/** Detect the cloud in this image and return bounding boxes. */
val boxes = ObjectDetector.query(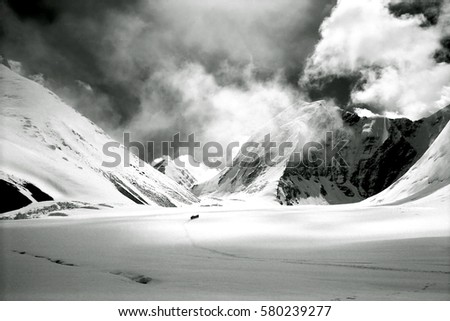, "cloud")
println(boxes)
[0,0,335,153]
[302,0,450,119]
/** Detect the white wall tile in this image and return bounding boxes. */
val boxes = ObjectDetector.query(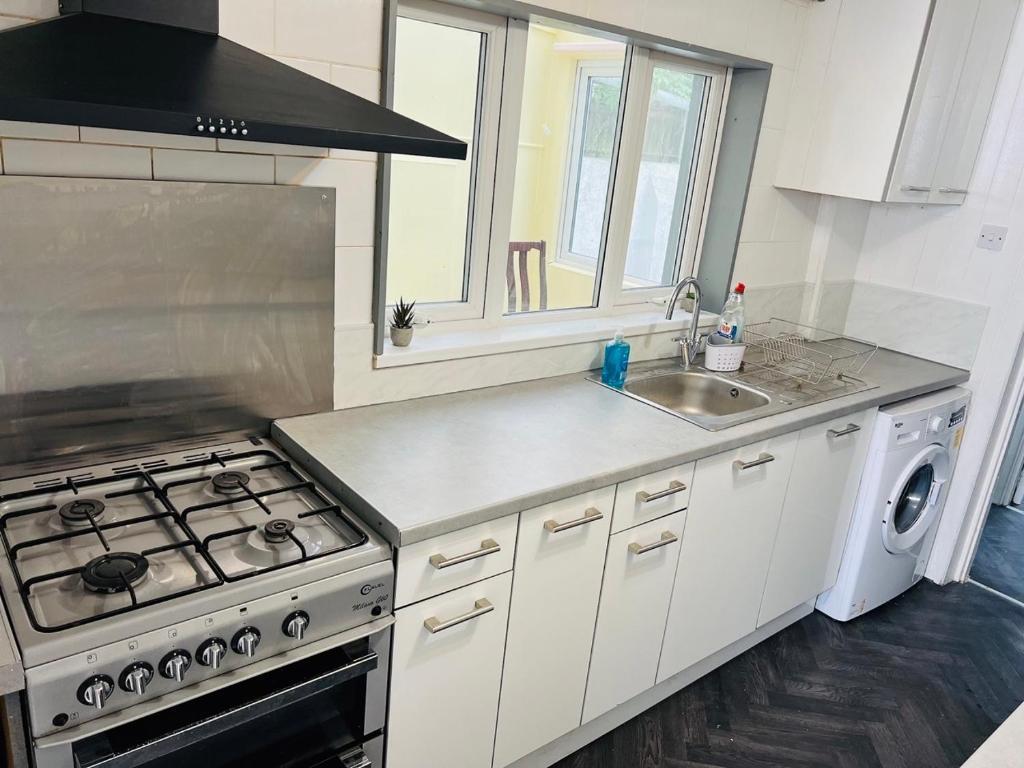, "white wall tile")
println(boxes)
[81,125,217,150]
[217,138,327,158]
[274,0,384,69]
[274,56,331,82]
[334,248,374,326]
[220,0,274,54]
[0,120,79,141]
[3,138,153,178]
[153,150,273,184]
[276,157,377,246]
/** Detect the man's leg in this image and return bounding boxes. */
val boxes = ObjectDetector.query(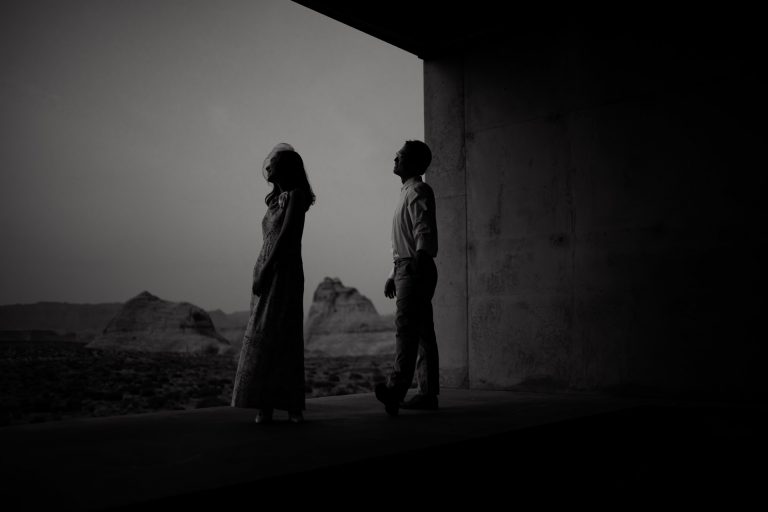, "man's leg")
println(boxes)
[403,262,440,409]
[388,265,423,400]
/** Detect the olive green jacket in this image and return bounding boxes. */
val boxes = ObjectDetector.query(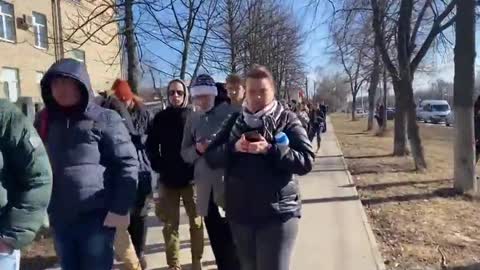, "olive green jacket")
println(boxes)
[0,99,52,249]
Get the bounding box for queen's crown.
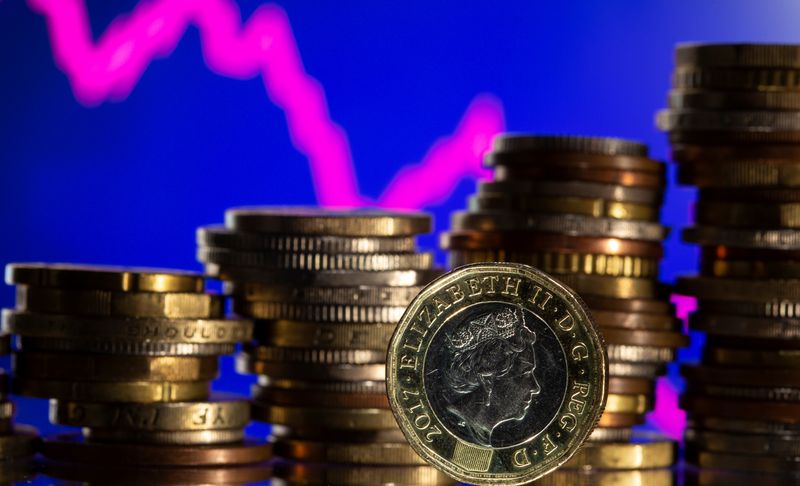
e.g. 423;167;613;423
449;307;522;351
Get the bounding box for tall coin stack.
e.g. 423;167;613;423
657;44;800;484
2;264;271;484
442;135;686;484
198;208;453;486
0;334;39;484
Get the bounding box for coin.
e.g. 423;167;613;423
205;263;441;287
478;180;661;204
17;285;224;319
275;463;456;486
11;377;209;403
252;402;397;430
233;301;405;324
492;134;647;157
50;397;250;433
225;282;422;306
6;263;204;292
2;309;253;344
236;354;386;381
197;247;433;272
11;352;218;381
17;337;236;356
387;263;607;484
563;438;677;469
225;207;431;237
83;427;245;446
41;433;272;469
450;250;658;278
451;211;667;241
469;196;658;221
275;439;426;466
255;319;397;352
675;43;800;68
197;226;416;253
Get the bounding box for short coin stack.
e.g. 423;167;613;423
657;45;800;484
442;135;686;478
2;264;271;484
0;334;39;484
198;208;452;485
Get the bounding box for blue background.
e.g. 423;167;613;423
0;0;800;431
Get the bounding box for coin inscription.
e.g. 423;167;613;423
387;263;607;485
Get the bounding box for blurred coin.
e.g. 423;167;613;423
6;263;204;292
225;207;431;237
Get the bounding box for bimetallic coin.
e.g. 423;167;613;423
17;285;225;319
275;439;426;466
225;207;431;237
197;226;417;253
197;247;433;272
2;309;253;344
6;263;204;292
50;397;250;433
41;433;272;470
387;263;607;485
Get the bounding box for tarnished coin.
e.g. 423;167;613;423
197;226;417;253
387;263;608;485
6;263;204;292
225;207;431;237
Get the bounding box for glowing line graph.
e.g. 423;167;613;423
28;0;504;209
28;0;683;437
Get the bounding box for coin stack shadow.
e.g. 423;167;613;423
441;135;686;484
0;334;39;484
657;44;800;484
198;208;453;485
2;264;272;484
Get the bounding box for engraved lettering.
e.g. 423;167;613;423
511;447;531;468
500;277;522;297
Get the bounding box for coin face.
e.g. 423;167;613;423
387;263;607;485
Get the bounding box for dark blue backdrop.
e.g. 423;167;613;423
0;0;800;436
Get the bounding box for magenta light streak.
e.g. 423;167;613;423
28;0;504;209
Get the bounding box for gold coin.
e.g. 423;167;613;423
225;207;431;236
50;398;250;435
449;250;658;277
6;263;204;292
605;393;653;414
275;463;457;486
387;263;608;485
11;378;209;403
252;402;397;430
83;427;245;446
233;300;405;323
197;247;433;272
236;354;386;381
255;320;397;352
2;312;253;344
563;439;678;469
275;439;426;466
17;285;224;319
469;193;658;221
11;352;219;381
244;346;386;365
197;226;417;253
225;282;422;306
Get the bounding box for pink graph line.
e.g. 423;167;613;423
28;0;504;209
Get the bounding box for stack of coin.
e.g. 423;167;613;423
2;264;271;484
442;135;686;476
0;334;39;484
198;208;452;485
657;44;800;484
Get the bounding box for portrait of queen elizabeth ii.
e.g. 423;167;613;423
424;303;542;447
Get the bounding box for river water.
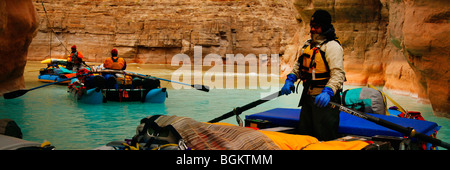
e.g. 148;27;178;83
0;61;450;150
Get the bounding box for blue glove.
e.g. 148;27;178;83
315;87;334;107
281;74;297;95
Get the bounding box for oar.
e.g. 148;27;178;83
3;75;81;99
209;91;282;123
95;70;209;92
320;96;450;149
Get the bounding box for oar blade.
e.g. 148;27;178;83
3;90;29;99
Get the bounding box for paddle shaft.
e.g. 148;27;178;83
324;97;450;149
3;75;82;99
209;91;282;123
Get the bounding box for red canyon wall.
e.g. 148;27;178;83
282;0;450;117
0;0;450;117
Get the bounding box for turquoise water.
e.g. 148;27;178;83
0;62;450;150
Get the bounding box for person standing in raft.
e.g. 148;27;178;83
103;48;127;70
67;45;83;72
281;10;346;141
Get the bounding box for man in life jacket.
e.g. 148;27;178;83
66;45;83;72
281;10;346;141
103;48;127;70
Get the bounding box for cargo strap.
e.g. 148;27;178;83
367;84;409;117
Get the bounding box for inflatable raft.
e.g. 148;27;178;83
245;108;441;150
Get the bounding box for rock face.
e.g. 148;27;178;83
9;0;450;117
29;0;298;64
281;0;450;117
0;0;38;94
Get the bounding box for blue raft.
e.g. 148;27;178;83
245;108;441;145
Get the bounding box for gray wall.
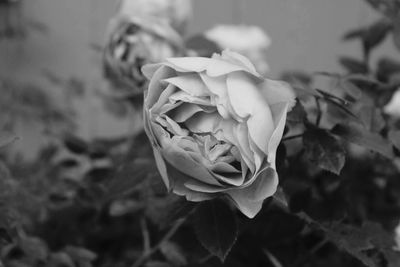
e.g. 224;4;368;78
0;0;398;158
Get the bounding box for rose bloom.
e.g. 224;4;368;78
118;0;192;34
143;50;294;218
204;25;271;75
383;89;400;117
103;16;183;93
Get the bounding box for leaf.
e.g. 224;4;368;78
339;57;368;74
393;15;400;51
359;106;385;132
106;160;154;200
388;131;400;150
343;19;392;53
376;57;400;82
287;100;307;123
160;241;187;267
338;79;362;101
298;213;400;267
194;199;238;261
303;129;345;175
64;136;89;155
331;124;394;159
363;19;392;52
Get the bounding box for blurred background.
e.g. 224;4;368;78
0;0;399;157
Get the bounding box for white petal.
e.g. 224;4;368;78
169;103;204;123
165;73;209;96
268;103;289;168
227;72;275;153
142;63;162;80
184;180;226;193
226;168;278;218
166;163;213;202
144;66;176;108
160;135;220;185
166;57;210;72
222;50;260;76
185;112;221;133
262;79;296;111
169;91;212;106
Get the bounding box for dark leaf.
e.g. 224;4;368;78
342;28;365;41
64;136;89;155
106;161;154;199
393;15;400;51
160;241;187;267
331;124;394;159
287;100;307;123
339;57;368;74
363;19;392;51
359;106;385;133
195;199;238;261
388;131;400;150
303;129;345;175
343;19;392;52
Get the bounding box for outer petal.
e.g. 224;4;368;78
261;79;296;111
227;73;275;154
153;127;220;186
144;66;175;108
166;160;215;202
227;197;263;219
226;168;278;218
165;73;210;96
267;103;289;168
153;147;170;191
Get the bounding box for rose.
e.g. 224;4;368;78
118;0;192;34
143;51;294;218
103;16;183;93
204;25;271;75
383;89;400;117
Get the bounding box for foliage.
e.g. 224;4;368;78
0;0;400;267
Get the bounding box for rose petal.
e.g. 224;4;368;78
144;66;176;108
149;84;176;113
169;91;212;106
153;148;170;191
267;103;289;168
166;163;214;202
164;57;211;72
217;49;261;75
261;79;296;111
226;168;278;218
159;133;220;185
185;112;221;133
142;63;162;80
168;103;215;123
227;196;263;219
164;73;209;96
227;72;275;153
184;179;227;193
217;120;255;173
200;73;240;120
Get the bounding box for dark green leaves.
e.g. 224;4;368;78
303;129;345;175
195;199;238;261
332;124;393;159
339;57;368;74
299;214;400;267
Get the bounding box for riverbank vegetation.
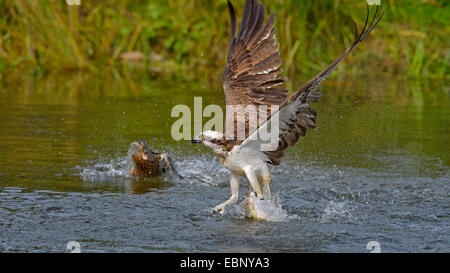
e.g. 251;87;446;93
0;0;450;79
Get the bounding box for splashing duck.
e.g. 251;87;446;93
128;139;182;178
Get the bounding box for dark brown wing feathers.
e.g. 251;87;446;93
223;0;287;136
265;6;384;165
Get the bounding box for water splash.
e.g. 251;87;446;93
77;157;131;181
237;192;296;222
321;201;358;223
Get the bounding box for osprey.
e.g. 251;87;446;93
192;0;384;214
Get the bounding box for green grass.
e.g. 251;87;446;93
0;0;450;79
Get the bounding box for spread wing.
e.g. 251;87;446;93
241;6;384;165
223;0;288;139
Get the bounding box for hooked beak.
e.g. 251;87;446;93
191;138;202;144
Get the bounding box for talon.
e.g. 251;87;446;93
211;208;224;215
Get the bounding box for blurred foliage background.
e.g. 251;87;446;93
0;0;450;80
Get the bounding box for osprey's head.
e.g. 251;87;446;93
191;131;224;155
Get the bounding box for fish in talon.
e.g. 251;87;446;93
128;139;183;178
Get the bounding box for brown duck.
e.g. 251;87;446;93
128;139;182;178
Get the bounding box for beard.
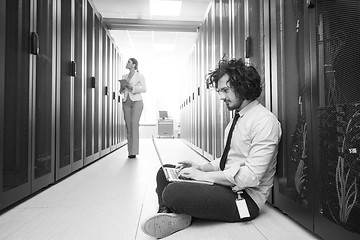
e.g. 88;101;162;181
224;100;243;111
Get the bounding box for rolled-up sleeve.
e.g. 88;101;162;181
131;74;146;94
234;116;280;189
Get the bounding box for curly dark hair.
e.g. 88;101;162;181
206;58;262;101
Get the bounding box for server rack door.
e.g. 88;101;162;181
93;14;102;160
31;0;56;191
211;0;222;158
72;0;85;170
195;39;205;152
0;0;30;209
106;36;112;151
248;0;264;105
200;19;209;156
270;0;313;230
84;2;96;164
311;0;360;239
56;1;74;179
233;0;245;58
206;6;215;160
100;27;110;156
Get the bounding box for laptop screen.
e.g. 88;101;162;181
159;111;168;119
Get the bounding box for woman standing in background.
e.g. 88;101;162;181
120;58;146;158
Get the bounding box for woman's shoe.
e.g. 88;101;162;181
141;213;191;238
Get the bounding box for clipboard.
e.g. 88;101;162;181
119;79;129;88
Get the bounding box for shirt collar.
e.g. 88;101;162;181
236;99;259;118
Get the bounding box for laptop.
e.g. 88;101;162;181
152;136;214;185
159;111;168;119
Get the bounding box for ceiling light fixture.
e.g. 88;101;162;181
150;0;182;16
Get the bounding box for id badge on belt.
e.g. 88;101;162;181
235;191;250;218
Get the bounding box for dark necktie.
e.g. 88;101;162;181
220;112;240;170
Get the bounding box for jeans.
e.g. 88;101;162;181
123;96;144;155
156;165;259;222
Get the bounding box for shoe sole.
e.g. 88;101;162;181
142;213;191;238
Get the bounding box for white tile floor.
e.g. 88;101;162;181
0;139;318;240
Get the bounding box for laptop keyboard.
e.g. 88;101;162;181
168;168;192;180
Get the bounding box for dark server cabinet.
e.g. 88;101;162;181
311;0;360;240
271;0;314;230
0;0;31;209
271;0;360;239
30;0;56;192
214;0;222;158
84;2;101;165
72;0;86;170
100;28;111;156
216;0;234;139
56;0;83;179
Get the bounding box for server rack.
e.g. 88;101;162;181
0;0;126;210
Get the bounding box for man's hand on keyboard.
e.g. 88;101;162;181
176;161;199;170
179;167;204;180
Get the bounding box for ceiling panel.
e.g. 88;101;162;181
92;0;211;64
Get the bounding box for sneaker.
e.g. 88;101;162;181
141;213;191;238
157;206;172;213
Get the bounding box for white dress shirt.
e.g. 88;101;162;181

┄┄┄┄┄┄┄┄┄┄┄┄┄┄┄┄┄┄┄┄

▶ _What the exercise asks_
Return each line of the records above that contains the string "light". Treat uppercase and lowercase letters as distinct when matching.

▶ _Task response_
Get the bounding box for magenta light streak.
Get the bounding box for ceiling light fixture.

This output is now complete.